Ook de zogeheten ‘Hofstee method’ is met beoordeling verbonden. Het model levert een
criterium dat een slaag-zakgrens van – bijvoorbeeld – een tentamen aangeeft door objectieve factoren, zoals een minimaal gewenst kennispercentage, te verdisconteren met subjectieve factoren, zoals de schatting van de moeilijkheidsgraad. Het was, ook in eigen waarneming, een toevalstreffer, gepubliceerd in een weinig vooraanstaand onderwijstijdschrift, maar die toch de wereld over ging en gaandeweg eponimische status kreeg.
Het zwaartepunt van Hofstee’s werk lag in de persoonlijkheidspsychologie. Hierin vormden
woorden, formules en mysteries de constellatie waaronder hij zich het liefst bewoog. Met Boele de
Raad en Lewis Goldberg richtte hij zich op de lexicale benadering. Het Nederlands kent zo’n 1200
adjectieven om persoonlijkheidseigenschappen te beschrijven, zoals onbezonnen, zorgzaam, laks of
behoedzaam. Die adjectieven vonden hun weg naar vragenlijsten waarmee mensen niet zichzelf
beschreven, maar iemand die ze goed kenden. De gedachte was, schreef Hofstee, dat ‘iemands
persoonlijkheid te definiëren is als het gemiddelde oordeel van diegenen die de persoon het beste
kennen.’ Het statistisch distillaat van al die scores leverde vijf persoonlijkheidsdimensies op: extraversie, vriendelijkheid, zorgvuldigheid, emotionaliteit en autonomie. Het artikel uit 1992 waarin dit Abridged Big-Five Dimensional Circumplex (AB5c) werd gepubliceerd is nog steeds een citatieklassieker.
Het zwaartepunt van Hofstee’s werk lag in de persoonlijkheidspsychologie
‘Studentje pesten’
Het perspectief van Hofstee op statistiek sluit aan bij wat zijn collega Ivo Molenaar ooit zei: ‘Statistiek is bedoeld om meer informatie uit je gegevens te halen’ – dus niet om mee te intimideren of schijnprecisie te suggereren. Je mag dat haast een Gronings perspectief noemen, dat ook bij hun promovendi en opvolgers is aan te wijzen. Bij Hofstee kwam daar bij dat oordelen over personen, met hoeveel psychometrische finesse ook tot stand gekomen, per definitie tussen existentiële haakjes stonden: ‘Als je tegen iemand zegt hoe die is, is op dat moment die uitspraak overschreden, omdat die ter beschikking van die persoon zelf komt.’ Generaties studenten zijn opgegroeid met het gevleugelde woord dat psychologie gaat over een object ‘dat terugkletst’.
Zijn onderwijs omschreef Hofstee graag als ‘studentje pesten’. Zijn woordenschat was omvangrijk
en hij is nooit van zins geweest die tijdens colleges in te perken tot die van zijn luisteraars die nog jong waren of een andere vooropleiding hadden gehad dan het gymnasium. De student die iets te berde had gebracht en te horen kreeg dat hij een non sequitur had gedebiteerd, moest thuis maar opzoeken wat dat nou precies was. Daar had je woordenboeken voor. Maar ook zonder latinismen drukte hij zich vaak cryptisch uit, na het college begonnen al tijdens het verlaten van de zaal de discussies over wat hij nou eigenlijk had bedoeld.

* * *

## Gestelde opgave A
Geef het fragment over Hofstee opnieuw weer vanaf "Zijn onderwijs omschreef" tot en met "eigenlijk had bedoeld." en vervang daarbij "gymnasium" door "atheneum".
## Gestelde opgave B
Beantwoord de volgende vragen aan de hand van het fragment over Hofstee.
(i) Hoeveel adjectieven voor persoonlijkheidseigenschappen kent het Nederlands?
(ii) In welk jaar verscheen het artikel waarin het AB5c werd gepubliceerd?
(iii) Hoe omschreef Hofstee zijn onderwijs graag?
De gegevens hieronder zijn niet nodig.

## Gegevens
* * *

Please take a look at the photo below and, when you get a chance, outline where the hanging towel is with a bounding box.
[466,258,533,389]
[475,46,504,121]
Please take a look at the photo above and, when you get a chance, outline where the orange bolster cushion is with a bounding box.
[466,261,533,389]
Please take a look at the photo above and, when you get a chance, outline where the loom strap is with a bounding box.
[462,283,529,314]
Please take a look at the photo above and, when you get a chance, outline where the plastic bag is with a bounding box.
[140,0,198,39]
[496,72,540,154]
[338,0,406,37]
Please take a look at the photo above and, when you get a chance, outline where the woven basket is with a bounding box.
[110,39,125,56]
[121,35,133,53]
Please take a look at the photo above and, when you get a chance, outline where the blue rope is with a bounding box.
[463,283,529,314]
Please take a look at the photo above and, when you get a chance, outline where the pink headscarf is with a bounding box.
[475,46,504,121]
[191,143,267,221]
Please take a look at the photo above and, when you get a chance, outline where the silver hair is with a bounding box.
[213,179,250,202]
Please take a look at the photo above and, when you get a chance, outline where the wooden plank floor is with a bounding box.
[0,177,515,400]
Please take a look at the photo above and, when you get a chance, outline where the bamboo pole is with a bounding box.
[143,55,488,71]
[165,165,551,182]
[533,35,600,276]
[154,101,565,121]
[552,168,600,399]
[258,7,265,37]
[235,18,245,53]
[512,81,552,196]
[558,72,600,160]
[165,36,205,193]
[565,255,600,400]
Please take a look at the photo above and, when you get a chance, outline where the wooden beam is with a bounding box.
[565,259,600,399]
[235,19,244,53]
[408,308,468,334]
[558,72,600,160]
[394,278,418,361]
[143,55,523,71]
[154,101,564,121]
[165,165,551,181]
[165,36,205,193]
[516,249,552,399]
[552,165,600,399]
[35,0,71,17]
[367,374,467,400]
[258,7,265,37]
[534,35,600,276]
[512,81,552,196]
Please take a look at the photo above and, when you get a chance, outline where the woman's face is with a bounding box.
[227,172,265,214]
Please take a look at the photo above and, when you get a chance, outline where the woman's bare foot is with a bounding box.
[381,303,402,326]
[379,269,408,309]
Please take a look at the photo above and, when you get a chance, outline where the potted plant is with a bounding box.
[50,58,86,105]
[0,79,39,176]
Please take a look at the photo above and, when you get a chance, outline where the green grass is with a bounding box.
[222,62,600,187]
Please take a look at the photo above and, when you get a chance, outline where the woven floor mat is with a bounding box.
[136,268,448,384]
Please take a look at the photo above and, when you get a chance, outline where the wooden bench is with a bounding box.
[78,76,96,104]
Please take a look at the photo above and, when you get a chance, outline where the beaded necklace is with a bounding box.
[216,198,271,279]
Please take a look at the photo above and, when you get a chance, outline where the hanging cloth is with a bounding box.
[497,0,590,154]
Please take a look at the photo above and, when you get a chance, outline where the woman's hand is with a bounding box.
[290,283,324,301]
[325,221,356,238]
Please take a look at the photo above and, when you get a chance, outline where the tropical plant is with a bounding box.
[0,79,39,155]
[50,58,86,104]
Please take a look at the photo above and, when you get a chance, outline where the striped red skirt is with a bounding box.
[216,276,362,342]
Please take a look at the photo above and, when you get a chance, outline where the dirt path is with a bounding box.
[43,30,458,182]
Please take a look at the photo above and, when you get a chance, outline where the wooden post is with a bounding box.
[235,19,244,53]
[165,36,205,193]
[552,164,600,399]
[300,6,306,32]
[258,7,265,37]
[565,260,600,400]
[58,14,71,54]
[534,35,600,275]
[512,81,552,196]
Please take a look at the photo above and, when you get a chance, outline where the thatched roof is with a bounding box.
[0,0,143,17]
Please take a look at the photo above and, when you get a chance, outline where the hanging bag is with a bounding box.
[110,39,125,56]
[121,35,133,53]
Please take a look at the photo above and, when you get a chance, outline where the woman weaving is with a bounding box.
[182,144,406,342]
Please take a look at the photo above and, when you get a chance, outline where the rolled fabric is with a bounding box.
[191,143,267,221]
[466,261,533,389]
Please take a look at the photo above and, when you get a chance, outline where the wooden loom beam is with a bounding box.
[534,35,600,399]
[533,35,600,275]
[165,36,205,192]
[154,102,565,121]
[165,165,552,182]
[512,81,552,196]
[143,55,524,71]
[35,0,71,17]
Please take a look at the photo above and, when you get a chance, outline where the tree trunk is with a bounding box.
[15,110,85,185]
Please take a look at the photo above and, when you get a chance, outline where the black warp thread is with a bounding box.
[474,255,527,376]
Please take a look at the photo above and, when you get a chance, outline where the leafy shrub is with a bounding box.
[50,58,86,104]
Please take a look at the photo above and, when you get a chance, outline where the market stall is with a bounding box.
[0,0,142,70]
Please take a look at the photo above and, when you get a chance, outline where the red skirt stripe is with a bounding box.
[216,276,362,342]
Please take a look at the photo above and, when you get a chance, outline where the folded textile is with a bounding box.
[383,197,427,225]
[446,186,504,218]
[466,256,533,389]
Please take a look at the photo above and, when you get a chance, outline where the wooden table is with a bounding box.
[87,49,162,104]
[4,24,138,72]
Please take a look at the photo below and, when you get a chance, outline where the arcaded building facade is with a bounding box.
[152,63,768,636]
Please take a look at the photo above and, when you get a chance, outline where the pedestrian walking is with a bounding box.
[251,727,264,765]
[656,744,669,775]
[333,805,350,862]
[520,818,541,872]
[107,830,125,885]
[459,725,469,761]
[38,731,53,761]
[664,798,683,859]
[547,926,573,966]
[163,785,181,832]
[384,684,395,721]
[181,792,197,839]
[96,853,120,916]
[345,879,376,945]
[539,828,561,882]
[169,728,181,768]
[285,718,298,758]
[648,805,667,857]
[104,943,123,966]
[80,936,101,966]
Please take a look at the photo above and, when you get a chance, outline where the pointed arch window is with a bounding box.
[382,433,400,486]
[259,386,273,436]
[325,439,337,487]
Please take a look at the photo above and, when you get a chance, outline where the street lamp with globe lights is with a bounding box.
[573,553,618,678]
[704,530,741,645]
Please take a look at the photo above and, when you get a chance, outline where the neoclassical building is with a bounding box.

* * *

## Volledige uitwerking A
Zijn onderwijs omschreef Hofstee graag als ‘studentje pesten’. Zijn woordenschat was omvangrijk
en hij is nooit van zins geweest die tijdens colleges in te perken tot die van zijn luisteraars die nog jong waren of een andere vooropleiding hadden gehad dan het atheneum. De student die iets te berde had gebracht en te horen kreeg dat hij een non sequitur had gedebiteerd, moest thuis maar opzoeken wat dat nou precies was. Daar had je woordenboeken voor. Maar ook zonder latinismen drukte hij zich vaak cryptisch uit, na het college begonnen al tijdens het verlaten van de zaal de discussies over wat hij nou eigenlijk had bedoeld.

## Volledige uitwerking B
(i) Zo'n 1200.
(ii) In 1992.
(iii) Als 'studentje pesten'.